[WORK ORDER 1]
Answer these from the Alport's syndrome text:
(a) What share of cases show X-linked recessive inheritance?
(b) Which gene is mutated in the X-linked form?
(c) Which eye finding is called pathognomonic?
[WORK ORDER 2] Transcribe the Alport's syndrome text from "- This pointed" up to and including "deafness across generations.".

[EXCERPT TO READ]

↓↓↓

Related Subjects:
|Metabolic acidosis
|Lactic acidosis
|Acute Kidney Injury (AKI) / Acute Renal Failure
Alport's syndrome 🧬 is a hereditary disorder of the glomerular basement membrane (GBM), characterized by nephritis 🩸, haematuria 🚽, progressive renal failure 🩺, and high-frequency sensorineural deafness 👂. Males are more severely affected due to the typical X-linked inheritance.
About 📖
- The disease was first recognized when researchers observed that the GBM in Alport’s did not bind anti-GBM antibodies (as seen in Goodpasture’s syndrome).
- This pointed to an abnormality in Type IV collagen 🧩, the key protein in basement membranes of the kidney, ear, and eye.
Aetiology 🔬
- Most often X-linked recessive inheritance (≈80%), predominantly affecting males 👦.
- Also has autosomal recessive (AR) and autosomal dominant (AD) forms.
- COL4A5 mutation (X-linked), or mutations in COL4A3 / COL4A4 (AR/AD forms), → abnormal collagen IV → progressive GBM degeneration.
Clinical Features 🩺
- Renal: Persistent microscopic or macroscopic haematuria 🚽, progressing to end-stage renal disease (ESRD) in many patients.
- Hearing loss: Bilateral high-frequency sensorineural deafness 👂, usually emerging in adolescence.
- Ocular: Anterior lenticonus 👁️ (pathognomonic), retinal flecks, and recurrent corneal erosions.
- Family history: Often positive for kidney disease and deafness across generations.

↑↑↑

[PROVIDED RECORDS]

↓↓↓

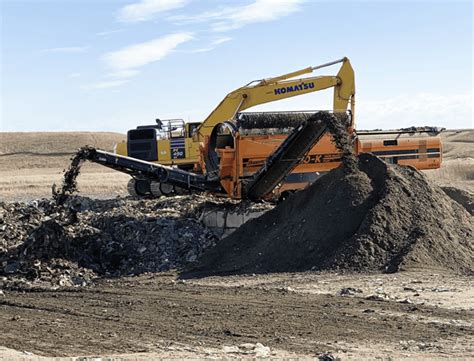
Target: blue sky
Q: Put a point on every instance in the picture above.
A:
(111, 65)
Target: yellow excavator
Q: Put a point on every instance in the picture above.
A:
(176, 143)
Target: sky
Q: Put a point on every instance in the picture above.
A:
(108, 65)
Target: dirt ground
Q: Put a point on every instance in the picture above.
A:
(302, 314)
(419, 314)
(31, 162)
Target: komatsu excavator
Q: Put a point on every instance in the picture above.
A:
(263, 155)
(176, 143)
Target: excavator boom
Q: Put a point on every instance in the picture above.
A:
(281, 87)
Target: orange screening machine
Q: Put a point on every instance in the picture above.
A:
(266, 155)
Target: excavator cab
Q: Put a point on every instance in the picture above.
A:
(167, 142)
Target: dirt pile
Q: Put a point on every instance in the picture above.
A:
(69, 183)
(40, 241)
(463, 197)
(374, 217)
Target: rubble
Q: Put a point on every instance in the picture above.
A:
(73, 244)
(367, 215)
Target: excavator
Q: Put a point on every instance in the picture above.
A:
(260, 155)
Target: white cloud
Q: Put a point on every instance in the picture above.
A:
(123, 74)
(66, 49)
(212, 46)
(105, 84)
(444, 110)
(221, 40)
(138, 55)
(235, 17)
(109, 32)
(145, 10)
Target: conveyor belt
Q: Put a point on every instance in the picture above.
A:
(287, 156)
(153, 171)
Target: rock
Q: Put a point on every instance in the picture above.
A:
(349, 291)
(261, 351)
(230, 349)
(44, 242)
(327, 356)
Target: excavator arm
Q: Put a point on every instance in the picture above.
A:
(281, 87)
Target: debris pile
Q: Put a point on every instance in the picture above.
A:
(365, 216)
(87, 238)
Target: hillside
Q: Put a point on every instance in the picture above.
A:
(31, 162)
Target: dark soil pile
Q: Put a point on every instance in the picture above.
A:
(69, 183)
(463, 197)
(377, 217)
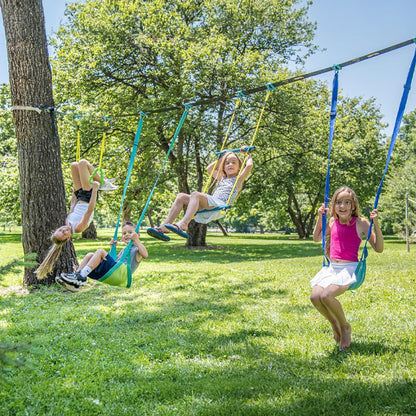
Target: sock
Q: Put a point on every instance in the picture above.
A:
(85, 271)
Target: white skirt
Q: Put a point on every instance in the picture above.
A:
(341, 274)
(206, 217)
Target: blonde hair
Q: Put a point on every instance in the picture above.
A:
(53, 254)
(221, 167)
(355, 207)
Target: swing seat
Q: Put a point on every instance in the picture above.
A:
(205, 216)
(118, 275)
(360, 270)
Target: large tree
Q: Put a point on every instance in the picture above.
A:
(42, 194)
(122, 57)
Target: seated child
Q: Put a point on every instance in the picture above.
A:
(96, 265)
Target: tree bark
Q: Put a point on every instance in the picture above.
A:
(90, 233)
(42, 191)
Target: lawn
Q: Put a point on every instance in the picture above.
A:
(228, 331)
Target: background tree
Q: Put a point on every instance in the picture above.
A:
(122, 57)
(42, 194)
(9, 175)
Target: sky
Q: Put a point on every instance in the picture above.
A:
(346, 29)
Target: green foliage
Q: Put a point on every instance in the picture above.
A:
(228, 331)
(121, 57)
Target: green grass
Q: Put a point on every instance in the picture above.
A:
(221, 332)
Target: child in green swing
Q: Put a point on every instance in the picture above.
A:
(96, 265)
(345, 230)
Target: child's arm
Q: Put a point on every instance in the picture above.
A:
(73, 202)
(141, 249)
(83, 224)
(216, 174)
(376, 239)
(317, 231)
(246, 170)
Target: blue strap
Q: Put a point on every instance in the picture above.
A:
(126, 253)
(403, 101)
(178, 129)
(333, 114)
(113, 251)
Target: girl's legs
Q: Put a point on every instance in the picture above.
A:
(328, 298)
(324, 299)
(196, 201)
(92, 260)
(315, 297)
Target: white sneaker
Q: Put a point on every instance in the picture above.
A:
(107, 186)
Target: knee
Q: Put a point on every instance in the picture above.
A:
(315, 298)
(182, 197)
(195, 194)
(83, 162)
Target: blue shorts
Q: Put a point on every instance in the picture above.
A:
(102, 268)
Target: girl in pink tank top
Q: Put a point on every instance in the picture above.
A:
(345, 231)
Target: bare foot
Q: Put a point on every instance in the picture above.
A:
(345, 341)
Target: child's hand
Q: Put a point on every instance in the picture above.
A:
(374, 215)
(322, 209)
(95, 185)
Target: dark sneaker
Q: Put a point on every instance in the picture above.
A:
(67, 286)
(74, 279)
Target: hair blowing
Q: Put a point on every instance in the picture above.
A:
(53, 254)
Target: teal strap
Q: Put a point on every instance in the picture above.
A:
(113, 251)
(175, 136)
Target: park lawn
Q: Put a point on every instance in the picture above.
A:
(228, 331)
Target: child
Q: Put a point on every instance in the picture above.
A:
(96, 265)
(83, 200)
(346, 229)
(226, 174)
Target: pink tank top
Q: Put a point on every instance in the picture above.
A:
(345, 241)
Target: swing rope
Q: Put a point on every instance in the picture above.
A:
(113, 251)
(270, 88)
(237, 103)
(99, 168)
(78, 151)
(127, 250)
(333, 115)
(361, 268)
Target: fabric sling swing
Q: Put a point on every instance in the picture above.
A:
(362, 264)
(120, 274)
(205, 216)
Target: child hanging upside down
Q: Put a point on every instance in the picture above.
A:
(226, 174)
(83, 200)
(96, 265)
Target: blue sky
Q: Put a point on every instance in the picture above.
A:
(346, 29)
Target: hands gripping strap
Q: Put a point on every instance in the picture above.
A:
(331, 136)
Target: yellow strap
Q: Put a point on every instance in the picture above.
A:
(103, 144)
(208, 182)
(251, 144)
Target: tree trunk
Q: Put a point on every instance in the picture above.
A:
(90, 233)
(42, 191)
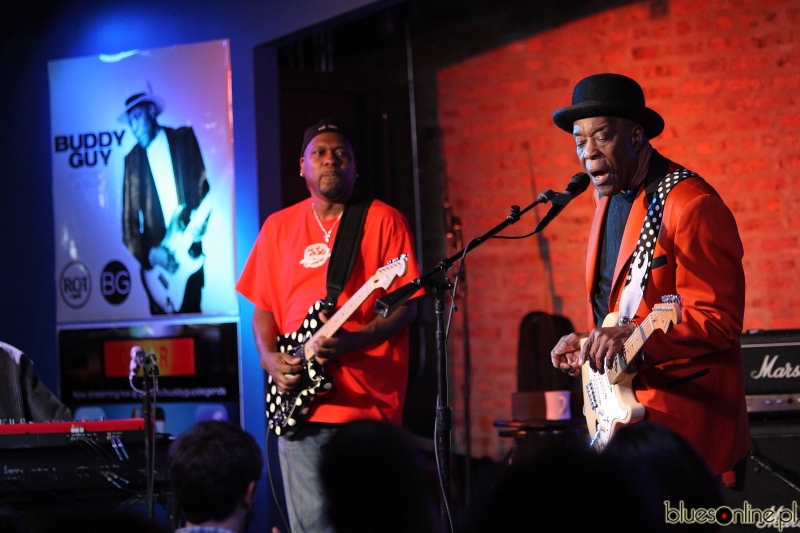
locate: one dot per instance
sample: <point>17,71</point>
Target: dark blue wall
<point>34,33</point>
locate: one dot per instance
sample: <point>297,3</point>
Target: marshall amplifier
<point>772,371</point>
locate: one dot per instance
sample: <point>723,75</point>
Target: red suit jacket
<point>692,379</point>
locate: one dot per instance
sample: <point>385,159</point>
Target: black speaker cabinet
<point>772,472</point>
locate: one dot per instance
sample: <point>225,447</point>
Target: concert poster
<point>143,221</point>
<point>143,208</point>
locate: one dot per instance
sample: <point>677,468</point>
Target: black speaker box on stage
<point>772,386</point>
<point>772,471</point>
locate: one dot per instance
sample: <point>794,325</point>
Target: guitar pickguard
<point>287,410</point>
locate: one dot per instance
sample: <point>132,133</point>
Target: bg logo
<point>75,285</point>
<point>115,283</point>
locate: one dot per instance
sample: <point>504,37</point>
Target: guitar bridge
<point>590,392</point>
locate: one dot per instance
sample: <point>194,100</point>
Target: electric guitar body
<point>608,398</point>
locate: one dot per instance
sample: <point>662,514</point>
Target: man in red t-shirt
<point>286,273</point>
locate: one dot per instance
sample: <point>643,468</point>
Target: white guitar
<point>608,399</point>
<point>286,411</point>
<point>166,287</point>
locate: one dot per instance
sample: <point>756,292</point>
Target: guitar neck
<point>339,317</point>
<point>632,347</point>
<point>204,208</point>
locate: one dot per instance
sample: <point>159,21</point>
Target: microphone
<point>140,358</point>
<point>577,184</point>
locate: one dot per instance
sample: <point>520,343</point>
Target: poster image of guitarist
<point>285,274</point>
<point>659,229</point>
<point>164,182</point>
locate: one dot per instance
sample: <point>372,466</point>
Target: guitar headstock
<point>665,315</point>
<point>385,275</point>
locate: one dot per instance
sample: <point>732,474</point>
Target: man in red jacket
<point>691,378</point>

↑↑↑
↓↓↓

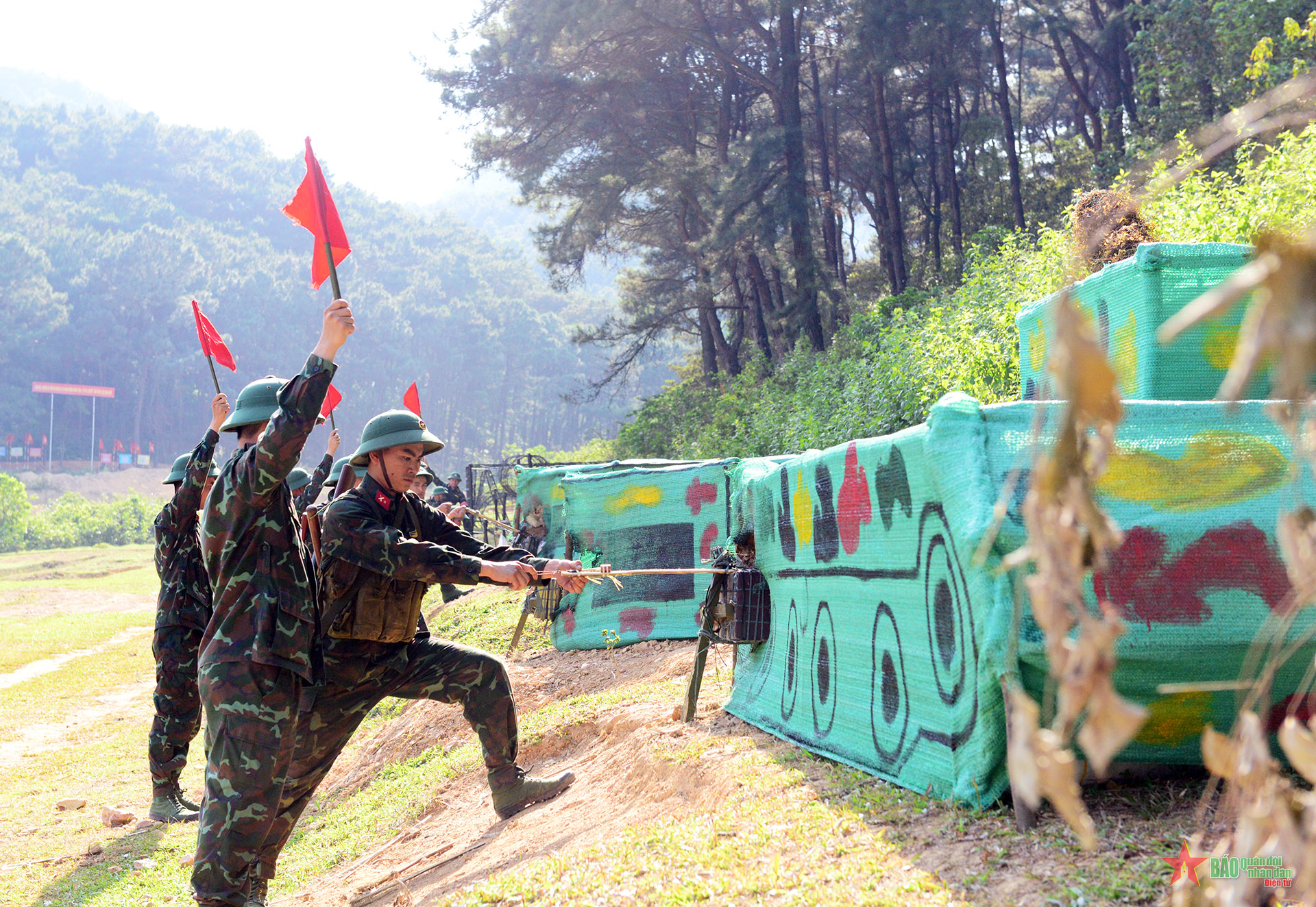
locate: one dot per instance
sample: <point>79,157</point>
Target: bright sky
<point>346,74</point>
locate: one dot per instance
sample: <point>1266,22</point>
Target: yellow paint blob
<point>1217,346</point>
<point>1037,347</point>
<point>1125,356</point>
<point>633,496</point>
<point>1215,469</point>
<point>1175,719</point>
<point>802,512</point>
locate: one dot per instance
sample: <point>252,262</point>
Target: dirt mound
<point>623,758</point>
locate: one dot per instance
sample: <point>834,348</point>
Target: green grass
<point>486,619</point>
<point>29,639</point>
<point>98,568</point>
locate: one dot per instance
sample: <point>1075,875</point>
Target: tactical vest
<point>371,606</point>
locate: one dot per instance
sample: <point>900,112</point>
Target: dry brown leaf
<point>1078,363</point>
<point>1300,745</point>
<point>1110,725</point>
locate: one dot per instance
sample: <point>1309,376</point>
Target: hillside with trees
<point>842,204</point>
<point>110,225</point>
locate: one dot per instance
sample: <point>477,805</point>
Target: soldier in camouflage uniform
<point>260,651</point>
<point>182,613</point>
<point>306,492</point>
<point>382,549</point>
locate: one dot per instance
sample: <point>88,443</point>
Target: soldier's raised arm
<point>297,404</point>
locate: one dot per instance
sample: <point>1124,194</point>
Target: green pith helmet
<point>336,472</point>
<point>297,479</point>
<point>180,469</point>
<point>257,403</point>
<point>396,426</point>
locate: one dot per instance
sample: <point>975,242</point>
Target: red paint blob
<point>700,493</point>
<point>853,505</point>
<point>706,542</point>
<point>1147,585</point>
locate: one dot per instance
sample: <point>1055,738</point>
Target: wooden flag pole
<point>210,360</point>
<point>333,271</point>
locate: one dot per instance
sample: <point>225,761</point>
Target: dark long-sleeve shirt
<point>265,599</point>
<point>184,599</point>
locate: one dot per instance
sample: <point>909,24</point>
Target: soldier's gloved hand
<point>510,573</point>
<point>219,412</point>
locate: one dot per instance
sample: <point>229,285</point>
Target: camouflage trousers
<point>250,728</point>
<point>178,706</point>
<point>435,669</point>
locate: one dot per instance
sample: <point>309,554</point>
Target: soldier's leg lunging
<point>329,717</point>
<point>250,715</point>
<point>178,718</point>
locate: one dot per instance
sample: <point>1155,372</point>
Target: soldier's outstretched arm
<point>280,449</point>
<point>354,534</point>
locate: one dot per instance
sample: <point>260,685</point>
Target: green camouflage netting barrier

↑↑↑

[TASK OUTPUT 1]
(a) About 80%
(b) COL4A5
(c) Anterior lenticonus

[TASK OUTPUT 2]
- This pointed to an abnormality in Type IV collagen 🧩, the key protein in basement membranes of the kidney, ear, and eye.
Aetiology 🔬
- Most often X-linked recessive inheritance (≈80%), predominantly affecting males 👦.
- Also has autosomal recessive (AR) and autosomal dominant (AD) forms.
- COL4A5 mutation (X-linked), or mutations in COL4A3 / COL4A4 (AR/AD forms), → abnormal collagen IV → progressive GBM degeneration.
Clinical Features 🩺
- Renal: Persistent microscopic or macroscopic haematuria 🚽, progressing to end-stage renal disease (ESRD) in many patients.
- Hearing loss: Bilateral high-frequency sensorineural deafness 👂, usually emerging in adolescence.
- Ocular: Anterior lenticonus 👁️ (pathognomonic), retinal flecks, and recurrent corneal erosions.
- Family history: Often positive for kidney disease and deafness across generations.